● REQUIREMENT:
In the records below, take the part that opens with the line containing "Highlight the cab window with a bounding box." and runs through the end of the records, and put each of its lines into a JSON list of strings, one string per line, skipping blank lines.

[Begin MATERIAL FOR THIS TASK]

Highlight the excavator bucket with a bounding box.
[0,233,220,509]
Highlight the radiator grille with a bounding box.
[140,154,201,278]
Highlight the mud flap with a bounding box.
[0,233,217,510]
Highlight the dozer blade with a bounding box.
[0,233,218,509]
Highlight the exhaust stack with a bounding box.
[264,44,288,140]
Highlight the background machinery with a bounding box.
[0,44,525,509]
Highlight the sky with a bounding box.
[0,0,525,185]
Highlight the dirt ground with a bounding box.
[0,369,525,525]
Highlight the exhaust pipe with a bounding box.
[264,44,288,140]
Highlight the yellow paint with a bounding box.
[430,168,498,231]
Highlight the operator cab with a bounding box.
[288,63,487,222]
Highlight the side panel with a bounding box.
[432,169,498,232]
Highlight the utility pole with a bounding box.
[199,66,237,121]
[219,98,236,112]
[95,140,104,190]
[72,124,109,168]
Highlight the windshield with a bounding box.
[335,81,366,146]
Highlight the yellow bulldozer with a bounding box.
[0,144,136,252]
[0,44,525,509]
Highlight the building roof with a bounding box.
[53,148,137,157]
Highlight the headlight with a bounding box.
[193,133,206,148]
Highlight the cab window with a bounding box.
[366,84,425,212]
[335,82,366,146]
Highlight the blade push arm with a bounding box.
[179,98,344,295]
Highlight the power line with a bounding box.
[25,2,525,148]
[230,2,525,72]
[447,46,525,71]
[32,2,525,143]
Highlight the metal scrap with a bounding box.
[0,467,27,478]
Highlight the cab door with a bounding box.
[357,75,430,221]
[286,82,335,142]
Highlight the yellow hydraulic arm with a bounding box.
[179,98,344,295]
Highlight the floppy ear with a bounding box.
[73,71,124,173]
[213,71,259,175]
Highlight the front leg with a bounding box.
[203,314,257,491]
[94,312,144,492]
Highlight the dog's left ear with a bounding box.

[End MATERIAL FOR THIS TASK]

● REPLY TO THE TASK:
[
  "Highlight the cab window with a bounding box.",
  "[366,84,425,212]",
  "[335,82,366,146]",
  "Highlight the blade push arm with a bounding box.",
  "[179,98,344,295]",
  "Highlight the power line with a bounding box.",
  "[25,2,525,148]",
  "[230,2,525,72]",
  "[447,46,525,71]",
  "[32,2,525,143]",
  "Highlight the metal scrap with a bounding box.",
  "[0,467,27,478]",
  "Highlight the cab door with a bounding box.",
  "[357,75,430,221]",
  "[286,82,335,142]",
  "Highlight the yellow hydraulic arm with a bounding box.",
  "[179,98,344,295]",
  "Highlight the floppy ear with a bounding box.",
  "[73,71,124,173]",
  "[213,71,259,175]",
  "Highlight the front leg with a bounding box.",
  "[203,314,257,491]",
  "[94,312,144,492]",
  "Highlight the dog's left ear with a bounding box."
]